» **GIVEN REQUEST**: Starting at the row below that contains "Mark the innermost point of each instance of the tiger's eye" and continuing through the last row, write those rows out again, request lines included. Scale every pixel coordinate in the answers by 0.6 and round each result to a whole number, with halves rounded up.

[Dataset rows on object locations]

____

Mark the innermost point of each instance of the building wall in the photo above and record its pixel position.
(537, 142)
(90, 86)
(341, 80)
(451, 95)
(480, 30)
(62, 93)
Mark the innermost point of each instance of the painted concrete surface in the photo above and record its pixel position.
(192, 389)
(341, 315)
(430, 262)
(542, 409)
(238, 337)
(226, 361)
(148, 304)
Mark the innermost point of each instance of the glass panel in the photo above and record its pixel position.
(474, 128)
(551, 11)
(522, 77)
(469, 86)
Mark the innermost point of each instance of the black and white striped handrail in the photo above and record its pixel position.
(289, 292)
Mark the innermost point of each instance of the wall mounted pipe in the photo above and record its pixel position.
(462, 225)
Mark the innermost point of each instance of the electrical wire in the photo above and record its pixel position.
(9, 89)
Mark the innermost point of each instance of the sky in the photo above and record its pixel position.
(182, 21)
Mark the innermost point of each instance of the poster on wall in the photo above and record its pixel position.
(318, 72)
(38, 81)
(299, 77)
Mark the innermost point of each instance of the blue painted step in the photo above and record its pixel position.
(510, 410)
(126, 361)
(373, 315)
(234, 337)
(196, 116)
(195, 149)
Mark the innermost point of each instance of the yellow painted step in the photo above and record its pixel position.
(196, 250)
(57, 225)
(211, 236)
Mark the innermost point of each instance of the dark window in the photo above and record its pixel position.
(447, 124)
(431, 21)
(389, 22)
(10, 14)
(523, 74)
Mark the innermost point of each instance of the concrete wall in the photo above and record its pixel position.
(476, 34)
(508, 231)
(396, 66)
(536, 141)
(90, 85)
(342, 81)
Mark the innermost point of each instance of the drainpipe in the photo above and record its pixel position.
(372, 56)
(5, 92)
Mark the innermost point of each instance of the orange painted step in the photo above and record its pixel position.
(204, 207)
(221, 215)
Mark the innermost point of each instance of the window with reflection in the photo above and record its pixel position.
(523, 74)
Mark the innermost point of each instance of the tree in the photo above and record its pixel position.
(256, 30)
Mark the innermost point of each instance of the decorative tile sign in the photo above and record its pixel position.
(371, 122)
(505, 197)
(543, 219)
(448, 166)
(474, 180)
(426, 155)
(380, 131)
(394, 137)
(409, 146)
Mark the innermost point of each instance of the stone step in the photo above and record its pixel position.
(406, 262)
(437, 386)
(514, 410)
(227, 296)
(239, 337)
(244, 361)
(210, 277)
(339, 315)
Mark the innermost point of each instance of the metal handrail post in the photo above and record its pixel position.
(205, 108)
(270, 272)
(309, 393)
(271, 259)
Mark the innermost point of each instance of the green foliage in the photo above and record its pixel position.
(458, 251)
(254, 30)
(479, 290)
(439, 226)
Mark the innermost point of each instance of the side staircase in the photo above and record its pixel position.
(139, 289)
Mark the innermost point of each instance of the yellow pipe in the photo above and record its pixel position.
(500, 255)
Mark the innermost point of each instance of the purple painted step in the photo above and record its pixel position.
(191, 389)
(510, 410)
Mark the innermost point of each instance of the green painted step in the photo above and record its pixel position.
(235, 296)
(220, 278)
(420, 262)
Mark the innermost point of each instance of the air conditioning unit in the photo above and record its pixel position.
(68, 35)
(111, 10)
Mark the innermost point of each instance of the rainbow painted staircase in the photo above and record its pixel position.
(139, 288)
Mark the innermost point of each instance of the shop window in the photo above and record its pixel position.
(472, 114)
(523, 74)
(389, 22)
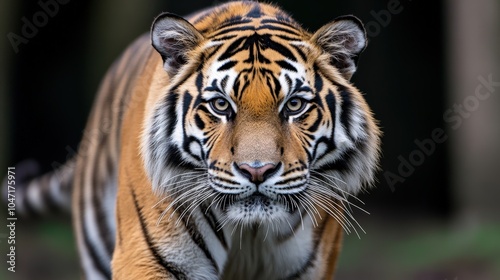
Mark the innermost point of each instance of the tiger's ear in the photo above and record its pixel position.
(343, 39)
(173, 37)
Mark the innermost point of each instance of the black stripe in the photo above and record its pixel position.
(286, 65)
(277, 28)
(347, 109)
(300, 51)
(255, 12)
(273, 21)
(99, 185)
(170, 267)
(234, 29)
(331, 106)
(227, 65)
(214, 224)
(94, 259)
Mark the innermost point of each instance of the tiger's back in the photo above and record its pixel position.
(227, 150)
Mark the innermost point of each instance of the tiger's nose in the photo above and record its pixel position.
(259, 174)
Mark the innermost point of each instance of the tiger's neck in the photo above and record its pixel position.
(298, 249)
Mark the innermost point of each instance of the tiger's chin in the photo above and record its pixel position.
(258, 210)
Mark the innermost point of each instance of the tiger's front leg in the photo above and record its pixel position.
(152, 246)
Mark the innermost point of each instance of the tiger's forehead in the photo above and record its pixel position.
(259, 64)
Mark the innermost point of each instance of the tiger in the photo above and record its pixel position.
(223, 145)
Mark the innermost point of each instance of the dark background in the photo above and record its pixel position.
(51, 81)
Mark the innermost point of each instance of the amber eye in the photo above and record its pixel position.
(294, 106)
(220, 106)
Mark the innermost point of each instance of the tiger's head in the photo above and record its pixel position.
(259, 118)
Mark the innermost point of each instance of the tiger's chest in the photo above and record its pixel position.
(264, 254)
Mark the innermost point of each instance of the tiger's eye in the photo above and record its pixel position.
(294, 105)
(220, 105)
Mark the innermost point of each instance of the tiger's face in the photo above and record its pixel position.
(263, 113)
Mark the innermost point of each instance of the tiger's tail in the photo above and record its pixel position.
(33, 194)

____

» **FULL SOLUTION**:
Mark the innermost point of each instance of the tiger's eye in the photo above and record its pixel position.
(176, 63)
(132, 63)
Mark the innermost point of each instance of the tiger's face in the photo above and record its pixel position.
(158, 68)
Mark the innermost point of each instance of the tiger's tail in the photo above and record its pixel position.
(20, 116)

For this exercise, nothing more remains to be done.